[Referring expression data]
• • • • • • •
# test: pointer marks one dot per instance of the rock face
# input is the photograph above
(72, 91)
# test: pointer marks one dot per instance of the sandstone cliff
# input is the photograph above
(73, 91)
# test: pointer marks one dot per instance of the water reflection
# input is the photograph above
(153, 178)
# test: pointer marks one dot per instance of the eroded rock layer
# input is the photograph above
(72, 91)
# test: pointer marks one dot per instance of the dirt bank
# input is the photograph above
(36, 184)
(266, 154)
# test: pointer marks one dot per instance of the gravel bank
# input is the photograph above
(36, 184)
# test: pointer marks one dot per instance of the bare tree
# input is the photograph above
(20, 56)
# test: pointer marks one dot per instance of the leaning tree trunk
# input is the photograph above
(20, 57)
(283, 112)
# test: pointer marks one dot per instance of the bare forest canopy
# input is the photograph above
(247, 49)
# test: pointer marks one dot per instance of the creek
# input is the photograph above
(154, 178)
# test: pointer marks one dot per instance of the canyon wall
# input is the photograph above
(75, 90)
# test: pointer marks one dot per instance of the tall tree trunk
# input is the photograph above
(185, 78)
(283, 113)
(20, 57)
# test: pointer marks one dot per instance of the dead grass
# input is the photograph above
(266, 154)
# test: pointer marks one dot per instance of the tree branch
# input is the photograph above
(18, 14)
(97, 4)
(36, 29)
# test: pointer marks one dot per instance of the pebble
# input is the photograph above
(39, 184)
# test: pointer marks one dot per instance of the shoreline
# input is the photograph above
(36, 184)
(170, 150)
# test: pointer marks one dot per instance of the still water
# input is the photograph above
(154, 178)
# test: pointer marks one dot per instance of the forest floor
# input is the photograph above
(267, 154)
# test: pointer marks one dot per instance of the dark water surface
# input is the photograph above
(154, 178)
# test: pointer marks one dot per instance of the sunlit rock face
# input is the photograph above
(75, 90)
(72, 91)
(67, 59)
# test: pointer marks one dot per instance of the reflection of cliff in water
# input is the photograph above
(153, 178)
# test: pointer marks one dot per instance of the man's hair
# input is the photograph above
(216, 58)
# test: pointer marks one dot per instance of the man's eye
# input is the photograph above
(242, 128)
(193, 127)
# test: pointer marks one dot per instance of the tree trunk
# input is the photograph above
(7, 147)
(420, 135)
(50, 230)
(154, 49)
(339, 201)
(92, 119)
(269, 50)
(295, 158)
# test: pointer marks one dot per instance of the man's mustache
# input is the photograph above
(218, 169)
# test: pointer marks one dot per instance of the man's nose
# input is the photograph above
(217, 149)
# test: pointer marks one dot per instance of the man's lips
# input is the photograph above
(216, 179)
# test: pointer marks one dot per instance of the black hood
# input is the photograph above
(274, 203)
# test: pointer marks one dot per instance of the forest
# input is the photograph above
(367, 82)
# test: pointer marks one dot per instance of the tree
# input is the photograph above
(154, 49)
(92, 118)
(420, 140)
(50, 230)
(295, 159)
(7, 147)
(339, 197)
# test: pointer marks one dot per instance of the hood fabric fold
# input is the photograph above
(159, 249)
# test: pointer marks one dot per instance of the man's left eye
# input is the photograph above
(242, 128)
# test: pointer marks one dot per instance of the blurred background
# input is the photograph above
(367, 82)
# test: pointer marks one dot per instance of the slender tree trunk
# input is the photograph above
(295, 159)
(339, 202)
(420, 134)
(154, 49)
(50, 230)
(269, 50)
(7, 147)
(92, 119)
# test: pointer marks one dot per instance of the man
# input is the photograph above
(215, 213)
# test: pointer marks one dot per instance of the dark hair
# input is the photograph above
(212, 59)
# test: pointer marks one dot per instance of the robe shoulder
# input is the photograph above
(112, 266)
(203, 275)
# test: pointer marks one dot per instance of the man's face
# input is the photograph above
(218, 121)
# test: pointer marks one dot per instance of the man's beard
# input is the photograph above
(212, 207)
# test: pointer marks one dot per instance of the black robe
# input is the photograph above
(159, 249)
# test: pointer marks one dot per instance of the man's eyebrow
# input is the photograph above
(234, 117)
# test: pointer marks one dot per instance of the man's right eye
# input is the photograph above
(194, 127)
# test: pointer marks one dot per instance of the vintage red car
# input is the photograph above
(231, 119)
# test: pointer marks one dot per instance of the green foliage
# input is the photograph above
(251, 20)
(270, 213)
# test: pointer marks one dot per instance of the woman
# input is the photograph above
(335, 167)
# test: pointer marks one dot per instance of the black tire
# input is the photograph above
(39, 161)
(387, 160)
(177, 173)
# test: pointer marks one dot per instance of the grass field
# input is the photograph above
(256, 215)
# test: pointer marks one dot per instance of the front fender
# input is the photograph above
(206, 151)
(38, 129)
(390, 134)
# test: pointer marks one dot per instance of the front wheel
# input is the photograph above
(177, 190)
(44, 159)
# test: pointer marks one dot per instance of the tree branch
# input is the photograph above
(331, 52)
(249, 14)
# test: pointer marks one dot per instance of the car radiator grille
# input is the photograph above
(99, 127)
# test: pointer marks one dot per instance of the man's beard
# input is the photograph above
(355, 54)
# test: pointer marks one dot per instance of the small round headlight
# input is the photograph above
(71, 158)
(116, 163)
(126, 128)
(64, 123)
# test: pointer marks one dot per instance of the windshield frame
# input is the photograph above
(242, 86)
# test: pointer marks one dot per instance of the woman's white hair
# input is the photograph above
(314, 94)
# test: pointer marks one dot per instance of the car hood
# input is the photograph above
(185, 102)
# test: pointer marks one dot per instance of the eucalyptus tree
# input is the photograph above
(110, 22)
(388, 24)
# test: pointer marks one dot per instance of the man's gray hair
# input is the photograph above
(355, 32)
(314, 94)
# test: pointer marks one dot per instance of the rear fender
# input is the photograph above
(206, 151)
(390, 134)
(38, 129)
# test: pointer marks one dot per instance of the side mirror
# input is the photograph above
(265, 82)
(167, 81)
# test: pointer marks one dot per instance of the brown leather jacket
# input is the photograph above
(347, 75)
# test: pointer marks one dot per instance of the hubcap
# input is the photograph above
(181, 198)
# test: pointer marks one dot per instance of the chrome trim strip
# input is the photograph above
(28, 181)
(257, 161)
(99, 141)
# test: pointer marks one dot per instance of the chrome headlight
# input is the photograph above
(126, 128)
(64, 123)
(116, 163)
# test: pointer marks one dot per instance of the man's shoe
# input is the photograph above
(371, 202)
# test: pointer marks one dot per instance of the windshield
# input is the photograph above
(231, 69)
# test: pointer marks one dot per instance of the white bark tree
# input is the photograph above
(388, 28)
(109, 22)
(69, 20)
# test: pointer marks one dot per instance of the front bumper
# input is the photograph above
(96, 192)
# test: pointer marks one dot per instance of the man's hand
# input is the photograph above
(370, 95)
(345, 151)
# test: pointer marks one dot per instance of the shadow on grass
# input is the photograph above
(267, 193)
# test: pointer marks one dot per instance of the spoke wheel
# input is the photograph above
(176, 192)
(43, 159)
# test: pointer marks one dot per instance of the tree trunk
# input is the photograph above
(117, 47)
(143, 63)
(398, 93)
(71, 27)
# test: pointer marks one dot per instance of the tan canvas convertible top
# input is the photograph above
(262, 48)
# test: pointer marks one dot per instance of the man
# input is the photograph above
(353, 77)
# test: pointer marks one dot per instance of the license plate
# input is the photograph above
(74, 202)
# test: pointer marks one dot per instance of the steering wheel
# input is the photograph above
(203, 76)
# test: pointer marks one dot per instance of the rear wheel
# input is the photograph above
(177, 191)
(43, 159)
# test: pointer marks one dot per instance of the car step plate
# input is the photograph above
• • • • • • •
YOUR GOAL:
Going through the data above, return each line with the word "water".

RESULT BELOW:
# test: pointer marks one dot per instance of the water reflection
# test: pointer marks one dot per instance of the still water
# test: pointer marks one dot per instance of the dark water surface
# test: pointer marks one dot per instance of the reflection of cliff in water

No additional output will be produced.